WHAT TO WORK ON ▸
Copy out word for word the lines below, from the line with "reads [[670, 45]]." to the line with "[[261, 265]]", including both of those lines.
━━━ DATA ROWS
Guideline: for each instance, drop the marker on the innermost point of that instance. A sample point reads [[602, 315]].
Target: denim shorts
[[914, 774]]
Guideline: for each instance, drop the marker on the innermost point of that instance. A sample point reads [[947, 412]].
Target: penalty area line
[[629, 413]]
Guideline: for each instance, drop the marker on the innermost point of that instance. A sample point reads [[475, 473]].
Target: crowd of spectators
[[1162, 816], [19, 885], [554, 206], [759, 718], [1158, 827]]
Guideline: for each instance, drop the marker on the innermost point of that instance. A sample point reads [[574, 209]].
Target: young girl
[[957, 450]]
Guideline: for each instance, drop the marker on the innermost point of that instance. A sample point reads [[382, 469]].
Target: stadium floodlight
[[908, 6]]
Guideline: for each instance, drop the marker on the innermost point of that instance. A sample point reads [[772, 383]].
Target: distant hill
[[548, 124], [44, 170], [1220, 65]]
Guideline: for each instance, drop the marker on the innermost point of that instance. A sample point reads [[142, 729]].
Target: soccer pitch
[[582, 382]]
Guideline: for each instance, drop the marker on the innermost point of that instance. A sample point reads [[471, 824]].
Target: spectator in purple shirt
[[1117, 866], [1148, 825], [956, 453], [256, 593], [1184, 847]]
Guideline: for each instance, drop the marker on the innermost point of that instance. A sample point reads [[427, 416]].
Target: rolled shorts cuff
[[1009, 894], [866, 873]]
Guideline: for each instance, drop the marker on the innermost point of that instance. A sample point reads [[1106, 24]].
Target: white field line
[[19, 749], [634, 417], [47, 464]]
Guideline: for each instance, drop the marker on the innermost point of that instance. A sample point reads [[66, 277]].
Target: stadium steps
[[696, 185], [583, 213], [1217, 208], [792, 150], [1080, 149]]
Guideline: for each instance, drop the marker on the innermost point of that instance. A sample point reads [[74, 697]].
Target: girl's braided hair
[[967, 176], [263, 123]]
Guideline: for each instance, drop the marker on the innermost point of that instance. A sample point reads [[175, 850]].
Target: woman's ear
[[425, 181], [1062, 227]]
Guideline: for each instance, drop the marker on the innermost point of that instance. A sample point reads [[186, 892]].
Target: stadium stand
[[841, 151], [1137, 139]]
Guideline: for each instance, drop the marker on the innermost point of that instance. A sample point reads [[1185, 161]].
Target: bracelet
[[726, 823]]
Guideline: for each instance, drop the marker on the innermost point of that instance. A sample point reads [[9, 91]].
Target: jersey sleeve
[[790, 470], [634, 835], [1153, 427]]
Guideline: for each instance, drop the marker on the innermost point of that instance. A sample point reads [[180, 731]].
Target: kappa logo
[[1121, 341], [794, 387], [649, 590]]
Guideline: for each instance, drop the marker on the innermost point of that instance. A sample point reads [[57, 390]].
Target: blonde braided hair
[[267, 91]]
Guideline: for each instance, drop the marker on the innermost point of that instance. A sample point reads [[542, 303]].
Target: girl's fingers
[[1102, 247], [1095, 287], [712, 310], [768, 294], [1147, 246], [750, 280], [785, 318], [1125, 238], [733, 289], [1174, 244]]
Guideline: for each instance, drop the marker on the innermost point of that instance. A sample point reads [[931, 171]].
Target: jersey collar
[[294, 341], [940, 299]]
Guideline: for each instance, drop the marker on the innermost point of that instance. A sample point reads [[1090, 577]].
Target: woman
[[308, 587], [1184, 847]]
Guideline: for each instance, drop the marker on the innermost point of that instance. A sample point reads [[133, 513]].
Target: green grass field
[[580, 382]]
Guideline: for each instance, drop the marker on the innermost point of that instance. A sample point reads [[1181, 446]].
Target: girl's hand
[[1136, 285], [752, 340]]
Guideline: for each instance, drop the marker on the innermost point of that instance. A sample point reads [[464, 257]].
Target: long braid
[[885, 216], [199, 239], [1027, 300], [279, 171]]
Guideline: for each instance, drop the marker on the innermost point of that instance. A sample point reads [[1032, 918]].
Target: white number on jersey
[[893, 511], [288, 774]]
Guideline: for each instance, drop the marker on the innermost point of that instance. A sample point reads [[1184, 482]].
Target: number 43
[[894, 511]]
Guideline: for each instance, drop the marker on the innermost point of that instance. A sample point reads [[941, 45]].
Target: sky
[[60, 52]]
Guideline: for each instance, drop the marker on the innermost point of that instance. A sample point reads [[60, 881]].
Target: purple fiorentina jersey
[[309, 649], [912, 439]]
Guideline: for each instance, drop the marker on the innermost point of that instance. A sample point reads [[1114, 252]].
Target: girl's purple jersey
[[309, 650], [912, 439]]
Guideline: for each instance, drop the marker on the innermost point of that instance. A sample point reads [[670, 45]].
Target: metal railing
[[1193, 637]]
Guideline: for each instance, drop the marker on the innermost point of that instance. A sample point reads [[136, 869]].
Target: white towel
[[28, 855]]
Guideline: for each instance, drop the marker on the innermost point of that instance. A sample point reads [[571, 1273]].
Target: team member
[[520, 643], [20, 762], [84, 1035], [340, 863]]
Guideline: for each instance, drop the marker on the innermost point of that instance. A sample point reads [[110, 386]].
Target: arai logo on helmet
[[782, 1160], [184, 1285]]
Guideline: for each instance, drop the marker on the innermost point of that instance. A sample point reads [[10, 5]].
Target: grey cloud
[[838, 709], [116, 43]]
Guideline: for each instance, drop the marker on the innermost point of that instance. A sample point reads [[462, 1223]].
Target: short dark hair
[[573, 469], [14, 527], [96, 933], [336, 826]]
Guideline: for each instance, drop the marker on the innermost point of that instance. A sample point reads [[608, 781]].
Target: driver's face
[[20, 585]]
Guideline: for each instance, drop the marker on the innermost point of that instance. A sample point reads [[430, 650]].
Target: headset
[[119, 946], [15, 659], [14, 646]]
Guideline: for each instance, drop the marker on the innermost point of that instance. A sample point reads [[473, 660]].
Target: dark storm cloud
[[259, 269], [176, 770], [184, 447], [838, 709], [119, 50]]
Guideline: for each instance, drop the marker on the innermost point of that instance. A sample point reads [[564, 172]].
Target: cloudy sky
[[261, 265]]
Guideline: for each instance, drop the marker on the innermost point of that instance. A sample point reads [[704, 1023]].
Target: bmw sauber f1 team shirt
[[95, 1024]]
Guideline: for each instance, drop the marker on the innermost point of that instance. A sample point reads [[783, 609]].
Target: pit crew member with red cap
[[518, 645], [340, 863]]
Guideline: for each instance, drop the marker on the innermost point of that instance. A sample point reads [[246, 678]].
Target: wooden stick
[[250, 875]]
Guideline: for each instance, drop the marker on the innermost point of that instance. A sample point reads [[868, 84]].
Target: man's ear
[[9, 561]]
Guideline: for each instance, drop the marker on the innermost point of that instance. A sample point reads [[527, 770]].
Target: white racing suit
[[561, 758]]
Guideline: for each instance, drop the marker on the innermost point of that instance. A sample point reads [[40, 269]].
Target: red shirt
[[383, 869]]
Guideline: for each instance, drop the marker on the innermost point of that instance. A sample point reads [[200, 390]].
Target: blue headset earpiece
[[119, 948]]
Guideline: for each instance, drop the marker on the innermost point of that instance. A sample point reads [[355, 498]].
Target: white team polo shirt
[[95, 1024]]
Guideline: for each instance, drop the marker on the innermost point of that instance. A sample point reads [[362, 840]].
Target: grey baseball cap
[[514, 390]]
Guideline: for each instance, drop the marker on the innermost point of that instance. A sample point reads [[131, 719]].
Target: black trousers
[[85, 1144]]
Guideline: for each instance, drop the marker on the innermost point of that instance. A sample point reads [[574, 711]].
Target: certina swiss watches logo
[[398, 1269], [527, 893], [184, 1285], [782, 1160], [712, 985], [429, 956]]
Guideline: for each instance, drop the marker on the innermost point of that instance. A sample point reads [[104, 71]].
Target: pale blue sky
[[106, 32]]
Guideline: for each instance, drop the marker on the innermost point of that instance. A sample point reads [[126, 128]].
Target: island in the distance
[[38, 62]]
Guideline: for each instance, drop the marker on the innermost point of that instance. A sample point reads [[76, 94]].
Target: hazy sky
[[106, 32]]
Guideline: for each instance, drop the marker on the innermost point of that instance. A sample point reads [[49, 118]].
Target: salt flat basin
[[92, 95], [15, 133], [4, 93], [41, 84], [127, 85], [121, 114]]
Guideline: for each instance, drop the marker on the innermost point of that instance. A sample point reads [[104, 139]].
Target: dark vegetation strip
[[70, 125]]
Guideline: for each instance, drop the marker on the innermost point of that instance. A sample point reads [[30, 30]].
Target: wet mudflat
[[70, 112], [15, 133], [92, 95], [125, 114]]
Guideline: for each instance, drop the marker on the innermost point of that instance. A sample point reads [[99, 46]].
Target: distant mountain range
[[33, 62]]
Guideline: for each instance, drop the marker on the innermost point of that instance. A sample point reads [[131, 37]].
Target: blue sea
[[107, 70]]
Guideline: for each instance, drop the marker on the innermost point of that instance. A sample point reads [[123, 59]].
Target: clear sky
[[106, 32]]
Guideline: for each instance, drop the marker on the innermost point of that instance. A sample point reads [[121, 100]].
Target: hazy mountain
━━━━━━
EXPECTED ANSWER ▸
Guideline: for each instance, drop the marker on the innermost point of that instance. A sample point reads [[670, 45]].
Target: metal railing
[[1193, 637]]
Guideline: for each instance, drop the marker on the innermost point of that instance. A sample point reads [[136, 869]].
Target: white towel
[[28, 855]]
Guideline: for each instance, drop the marker on the innermost point of that instance. A sample point reads [[571, 1273]].
Target: team member
[[520, 643], [20, 762], [84, 1035], [340, 863]]
Guideline: for each instance, drop the marker on the innermost point of that instance. A sample point reads [[110, 386]].
Target: arai logo on helmet
[[782, 1160], [184, 1285]]
Guideline: for each instance, drop the marker on the innermost point of that instance. A sample point reads [[10, 5]].
Target: grey cloud
[[838, 709], [116, 43]]
Guideline: for each instance, drop the marker on the innermost point of that instance. A sample point reads [[462, 1223]].
Target: short dark hair
[[573, 469], [14, 527], [96, 933], [336, 826]]
Guideline: for each instance, drop the marker on the innermost point of that instance. A sample point reads [[608, 781]].
Target: driver's face
[[20, 585]]
Guideline: for each instance, drop the marker on the innermost point of that instance. A sample point reads [[430, 650]].
Target: headset
[[119, 946], [15, 659], [14, 646]]
Guideline: for each instance, drop the marker on the innermost point of that instance. A sample point reads [[473, 660]].
Target: dark storm cloud
[[259, 269], [176, 770], [184, 447], [838, 709], [119, 50]]
Guideline: for each instance, drop the marker on the innermost point of that instance. A sample point reads [[564, 172]].
Target: cloudy sky
[[261, 265]]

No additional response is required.